DIRECTIONS >>
1 > In the essay on proofreading with macros, what was the name of the writer's first macro?
2 > List every problem that the essay on proofreading with macros reports in the Word documents or in Word itself.
3 > Write a continuation of the essay on proofreading with macros, beginning after its final sentence.

SELECTED EXCERPT >>
============

I’ve done a serious load of tedious proofreading tasks in my time. Of particular agony were a collection of 1000+ page Word documents that contained a series of nested tables. There were at least 90 different styles listed in the style panel, none of which applied to more than five instances of text. But even updating styles wouldn’t have made my job faster since Word crashed every time a style update was about to be considered. Those styles that had been set to auto-update were a trigger for a 30 minute MS Office fit and unwanted tea break. Not terribly fun.
There is a peculiar tension when an impatient person is fastidious about details. As keen as I was to move onto more exciting work, I just could not walk away from bullet lists that varied in indentation from page to page. At some point (read: five minutes into) in the completion of this task I started thinking ‘there must be an easier way!’. There was, and there is for you too.
Macros. Not just an odd message that appears at the top of MS Office products from time to time, macros can be your best friend (if you don't get out much). After watching a YouTube video explaining how these babies could be used to streamline tedious editing tasks, I was hooked. My first macro was ‘removedoublespaces’. It did what it said on the box: went through the documents searching for double spaces after full stops and replaced them with single spaces. All with two key strokes. Hallelujah!

============

Referring expression data based on photos
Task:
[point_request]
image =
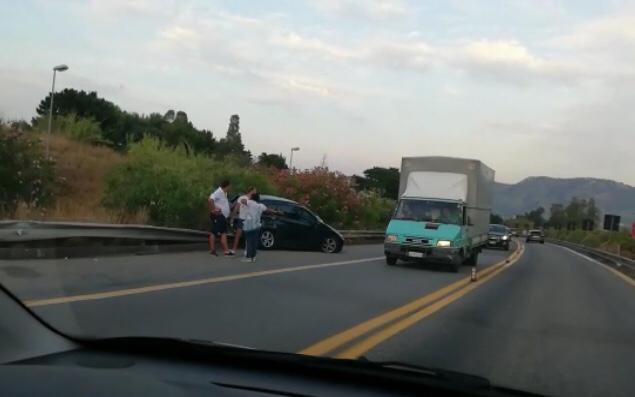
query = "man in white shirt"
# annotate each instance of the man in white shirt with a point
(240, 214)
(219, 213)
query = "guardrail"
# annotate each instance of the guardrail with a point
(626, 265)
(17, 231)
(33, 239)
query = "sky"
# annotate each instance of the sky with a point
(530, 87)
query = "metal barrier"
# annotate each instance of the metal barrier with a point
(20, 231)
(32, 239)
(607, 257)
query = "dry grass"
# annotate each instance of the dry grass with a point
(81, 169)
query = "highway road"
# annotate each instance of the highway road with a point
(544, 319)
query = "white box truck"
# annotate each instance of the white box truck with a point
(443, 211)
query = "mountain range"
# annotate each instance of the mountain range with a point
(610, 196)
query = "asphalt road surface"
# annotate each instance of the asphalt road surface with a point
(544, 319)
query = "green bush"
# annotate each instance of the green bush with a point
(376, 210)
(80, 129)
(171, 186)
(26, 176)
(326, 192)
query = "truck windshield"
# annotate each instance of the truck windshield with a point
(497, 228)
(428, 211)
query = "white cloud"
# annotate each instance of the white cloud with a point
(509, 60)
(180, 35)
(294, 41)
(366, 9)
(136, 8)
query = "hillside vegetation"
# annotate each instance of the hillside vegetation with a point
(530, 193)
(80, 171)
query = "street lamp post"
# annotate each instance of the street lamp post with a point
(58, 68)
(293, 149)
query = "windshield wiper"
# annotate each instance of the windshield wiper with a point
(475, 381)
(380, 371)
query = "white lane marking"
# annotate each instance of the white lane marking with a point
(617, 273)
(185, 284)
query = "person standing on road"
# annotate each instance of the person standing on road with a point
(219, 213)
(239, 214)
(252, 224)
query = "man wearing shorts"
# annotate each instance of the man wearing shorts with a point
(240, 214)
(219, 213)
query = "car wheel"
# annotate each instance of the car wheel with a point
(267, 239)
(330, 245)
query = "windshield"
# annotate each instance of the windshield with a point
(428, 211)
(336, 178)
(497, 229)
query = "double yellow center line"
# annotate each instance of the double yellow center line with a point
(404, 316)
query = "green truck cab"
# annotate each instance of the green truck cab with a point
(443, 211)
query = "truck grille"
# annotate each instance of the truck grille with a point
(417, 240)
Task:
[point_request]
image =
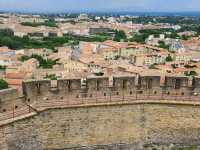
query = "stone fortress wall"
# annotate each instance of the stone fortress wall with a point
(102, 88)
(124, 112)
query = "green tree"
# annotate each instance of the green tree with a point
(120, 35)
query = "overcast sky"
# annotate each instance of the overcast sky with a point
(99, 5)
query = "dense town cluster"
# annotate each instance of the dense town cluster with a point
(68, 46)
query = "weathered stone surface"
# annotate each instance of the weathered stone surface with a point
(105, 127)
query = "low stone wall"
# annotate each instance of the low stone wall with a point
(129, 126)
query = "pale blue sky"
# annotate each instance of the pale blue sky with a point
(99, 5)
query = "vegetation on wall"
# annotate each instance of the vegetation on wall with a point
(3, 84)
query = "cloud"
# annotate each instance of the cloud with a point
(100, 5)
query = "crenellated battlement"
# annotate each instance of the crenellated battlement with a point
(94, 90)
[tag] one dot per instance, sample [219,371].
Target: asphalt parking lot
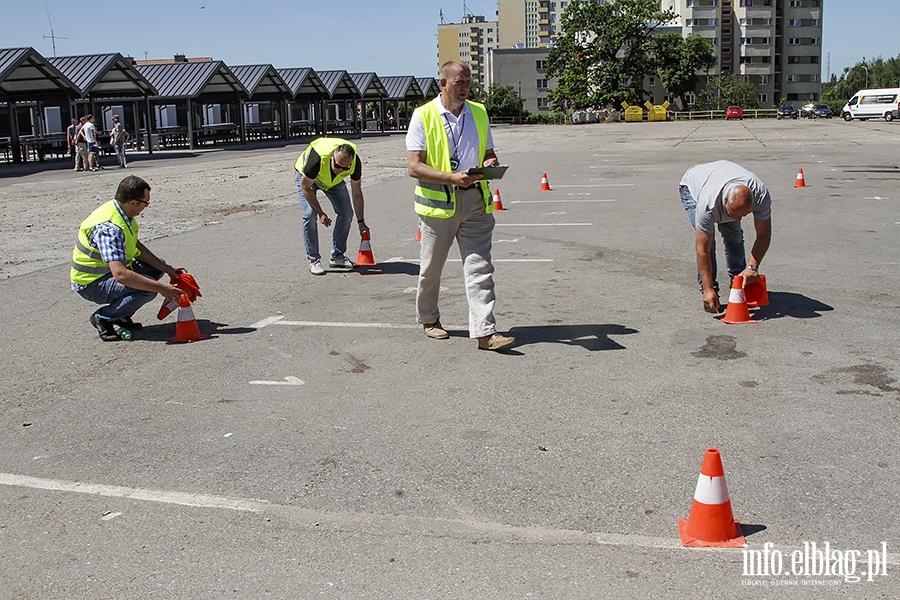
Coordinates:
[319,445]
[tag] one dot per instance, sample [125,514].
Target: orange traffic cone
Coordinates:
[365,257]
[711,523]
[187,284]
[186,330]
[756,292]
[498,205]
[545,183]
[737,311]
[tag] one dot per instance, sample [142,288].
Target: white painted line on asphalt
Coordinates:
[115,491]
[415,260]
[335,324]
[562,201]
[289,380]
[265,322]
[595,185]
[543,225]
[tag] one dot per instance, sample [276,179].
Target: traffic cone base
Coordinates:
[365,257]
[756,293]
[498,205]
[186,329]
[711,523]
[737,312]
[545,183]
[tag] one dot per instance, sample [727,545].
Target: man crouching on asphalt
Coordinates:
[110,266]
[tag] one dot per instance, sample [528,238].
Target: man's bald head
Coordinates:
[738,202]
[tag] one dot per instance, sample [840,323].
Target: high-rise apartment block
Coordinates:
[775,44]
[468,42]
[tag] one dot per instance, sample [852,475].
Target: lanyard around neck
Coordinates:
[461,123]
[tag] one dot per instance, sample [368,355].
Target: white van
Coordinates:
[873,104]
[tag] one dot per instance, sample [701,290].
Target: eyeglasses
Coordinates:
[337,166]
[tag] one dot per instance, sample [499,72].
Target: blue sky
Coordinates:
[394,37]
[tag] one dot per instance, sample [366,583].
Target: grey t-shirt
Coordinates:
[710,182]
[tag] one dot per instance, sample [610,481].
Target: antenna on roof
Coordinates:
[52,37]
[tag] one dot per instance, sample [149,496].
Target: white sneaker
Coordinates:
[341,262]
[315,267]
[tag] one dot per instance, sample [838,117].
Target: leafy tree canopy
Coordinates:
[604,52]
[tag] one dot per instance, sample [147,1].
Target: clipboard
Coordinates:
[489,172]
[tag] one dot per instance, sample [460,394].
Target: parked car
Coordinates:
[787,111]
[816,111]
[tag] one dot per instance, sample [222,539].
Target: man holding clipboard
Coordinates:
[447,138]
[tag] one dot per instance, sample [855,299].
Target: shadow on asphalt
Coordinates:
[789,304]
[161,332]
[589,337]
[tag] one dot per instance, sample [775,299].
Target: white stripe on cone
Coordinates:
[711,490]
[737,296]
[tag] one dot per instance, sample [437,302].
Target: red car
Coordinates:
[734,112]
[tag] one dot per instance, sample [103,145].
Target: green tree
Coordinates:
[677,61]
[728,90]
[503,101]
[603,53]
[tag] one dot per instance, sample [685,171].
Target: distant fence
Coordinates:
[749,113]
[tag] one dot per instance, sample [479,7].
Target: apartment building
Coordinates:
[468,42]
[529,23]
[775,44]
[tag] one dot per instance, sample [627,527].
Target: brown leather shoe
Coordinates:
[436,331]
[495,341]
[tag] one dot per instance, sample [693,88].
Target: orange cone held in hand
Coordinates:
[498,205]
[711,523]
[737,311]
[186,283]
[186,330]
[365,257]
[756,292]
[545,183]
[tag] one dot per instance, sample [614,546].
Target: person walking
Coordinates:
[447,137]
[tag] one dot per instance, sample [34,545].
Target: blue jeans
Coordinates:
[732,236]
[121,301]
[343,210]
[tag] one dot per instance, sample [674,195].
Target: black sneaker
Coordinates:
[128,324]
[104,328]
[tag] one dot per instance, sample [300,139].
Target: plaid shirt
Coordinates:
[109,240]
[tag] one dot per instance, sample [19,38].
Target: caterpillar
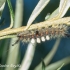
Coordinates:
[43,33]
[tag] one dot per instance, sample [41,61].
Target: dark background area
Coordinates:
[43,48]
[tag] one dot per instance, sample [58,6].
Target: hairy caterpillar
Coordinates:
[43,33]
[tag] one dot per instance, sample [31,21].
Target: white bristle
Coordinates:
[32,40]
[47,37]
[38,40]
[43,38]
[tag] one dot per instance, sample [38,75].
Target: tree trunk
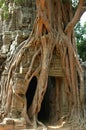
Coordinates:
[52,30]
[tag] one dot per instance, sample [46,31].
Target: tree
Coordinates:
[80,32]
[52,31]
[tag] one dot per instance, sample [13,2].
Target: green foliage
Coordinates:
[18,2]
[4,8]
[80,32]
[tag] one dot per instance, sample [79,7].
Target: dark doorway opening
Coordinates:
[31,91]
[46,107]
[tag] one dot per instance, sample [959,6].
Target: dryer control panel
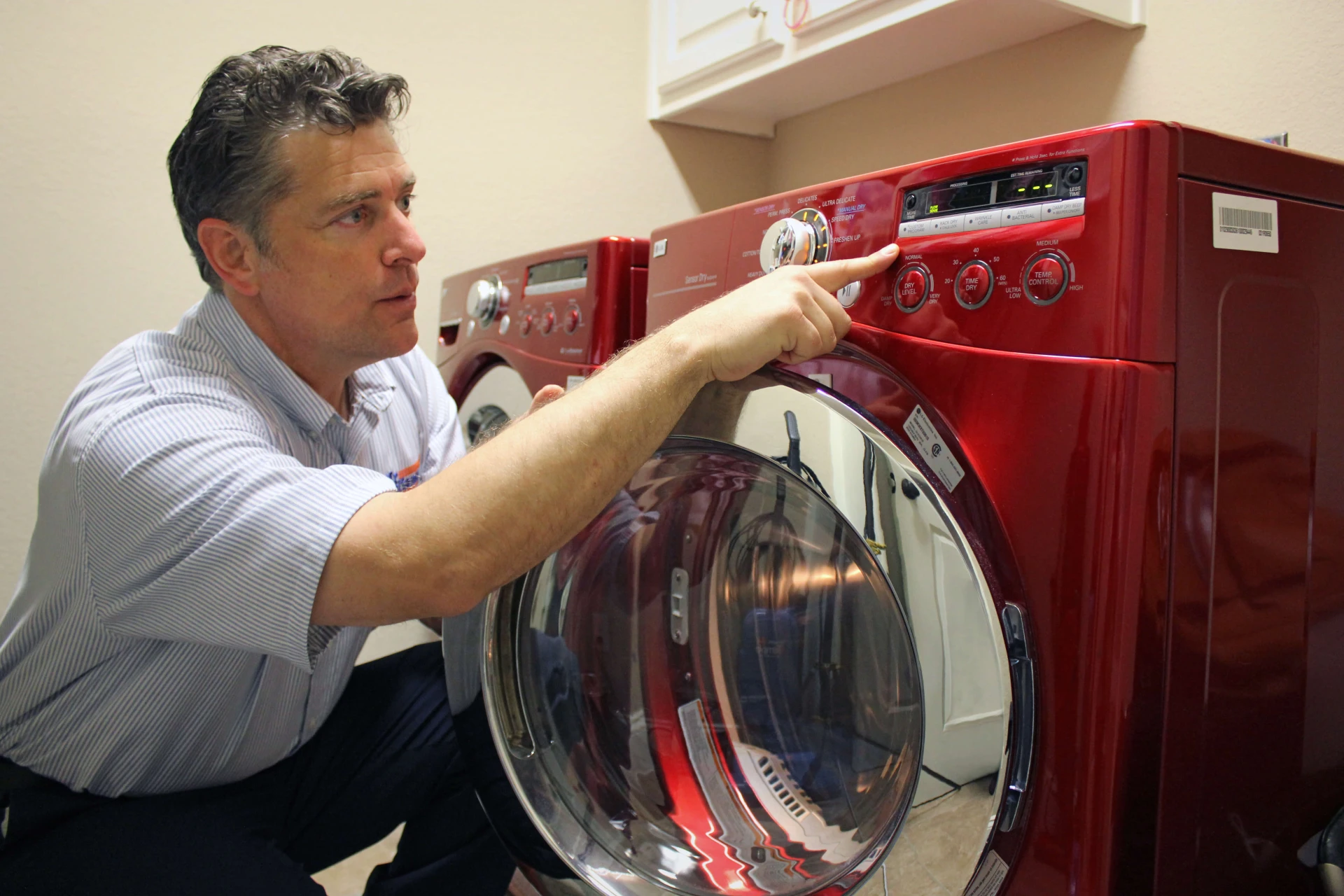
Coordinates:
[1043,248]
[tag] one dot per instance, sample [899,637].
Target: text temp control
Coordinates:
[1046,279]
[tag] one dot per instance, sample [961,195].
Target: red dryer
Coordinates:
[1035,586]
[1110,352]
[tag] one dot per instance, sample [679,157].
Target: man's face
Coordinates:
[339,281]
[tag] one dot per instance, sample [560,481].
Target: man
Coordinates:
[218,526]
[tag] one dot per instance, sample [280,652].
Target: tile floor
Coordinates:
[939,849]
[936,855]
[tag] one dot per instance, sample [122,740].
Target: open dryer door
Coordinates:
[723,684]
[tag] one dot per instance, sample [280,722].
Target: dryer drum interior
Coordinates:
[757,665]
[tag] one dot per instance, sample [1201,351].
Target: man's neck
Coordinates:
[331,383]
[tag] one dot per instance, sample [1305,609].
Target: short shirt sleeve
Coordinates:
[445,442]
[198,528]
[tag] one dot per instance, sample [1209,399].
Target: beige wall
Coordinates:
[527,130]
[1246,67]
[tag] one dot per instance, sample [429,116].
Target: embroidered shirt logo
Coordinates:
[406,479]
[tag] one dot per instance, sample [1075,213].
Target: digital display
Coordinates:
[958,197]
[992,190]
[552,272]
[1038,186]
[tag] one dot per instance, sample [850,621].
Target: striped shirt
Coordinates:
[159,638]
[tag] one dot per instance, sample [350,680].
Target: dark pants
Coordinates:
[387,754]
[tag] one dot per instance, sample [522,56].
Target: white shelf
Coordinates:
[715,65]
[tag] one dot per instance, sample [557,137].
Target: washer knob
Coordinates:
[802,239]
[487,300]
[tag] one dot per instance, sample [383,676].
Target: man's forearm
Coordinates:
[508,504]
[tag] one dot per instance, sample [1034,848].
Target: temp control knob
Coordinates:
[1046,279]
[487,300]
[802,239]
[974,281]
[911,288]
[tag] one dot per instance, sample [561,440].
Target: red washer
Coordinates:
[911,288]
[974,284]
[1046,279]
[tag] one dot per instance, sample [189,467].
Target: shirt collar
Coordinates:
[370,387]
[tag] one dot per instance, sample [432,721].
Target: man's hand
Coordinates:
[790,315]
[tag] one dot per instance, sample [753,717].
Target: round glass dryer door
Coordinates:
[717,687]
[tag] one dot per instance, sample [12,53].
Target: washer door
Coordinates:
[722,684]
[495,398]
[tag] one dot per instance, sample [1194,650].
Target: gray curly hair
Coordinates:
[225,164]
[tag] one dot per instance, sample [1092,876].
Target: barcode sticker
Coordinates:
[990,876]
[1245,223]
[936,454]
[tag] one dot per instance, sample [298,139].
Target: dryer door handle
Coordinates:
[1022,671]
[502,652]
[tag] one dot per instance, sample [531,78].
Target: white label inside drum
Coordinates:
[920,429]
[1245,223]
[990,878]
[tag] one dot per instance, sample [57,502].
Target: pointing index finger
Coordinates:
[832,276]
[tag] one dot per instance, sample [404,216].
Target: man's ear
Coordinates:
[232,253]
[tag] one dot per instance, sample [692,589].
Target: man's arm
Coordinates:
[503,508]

============

EXPECTED OUTPUTS >>
1 > ‘removedoublespaces’

2 >
- The documents ran to 1000+ pages and contained a series of nested tables.
- The style panel listed at least 90 different styles, none applied to more than five instances of text.
- Word crashed every time a style update was about to be considered.
- Styles set to auto-update triggered a 30 minute MS Office fit.
- Bullet lists varied in indentation from page to page.

3 >
Yes, this could be achieved by running a Find and Replace, but once the macro was created it was sitting there ready to run in every document I opened. With a handy keyboard shortcut!
I soon moved on to more ambitious macros, but the best ones remained the simple ones. Like the one that searched for ‘pubic’ and replaced it with ‘public’ so that the heading Pubic Sector Trainers could never happen again. Very popular in my government services focused office job at the time.
One word of warning, as with the old Find and Replace, sometimes what is an error 99% of the time can actually be correct for that 1% you don't notice. For example, running through a document changing all Americanisms to Australianisms is all well and good, except when the direct quote from an American journal gets caught up in the excitement.
Also, beware of Word’s tendency to collapse when too many styles and tables are combined. If you are starting with a document that looks like Mickey Rourke circa 2010, remember that at a certain point, more surgery can’t help.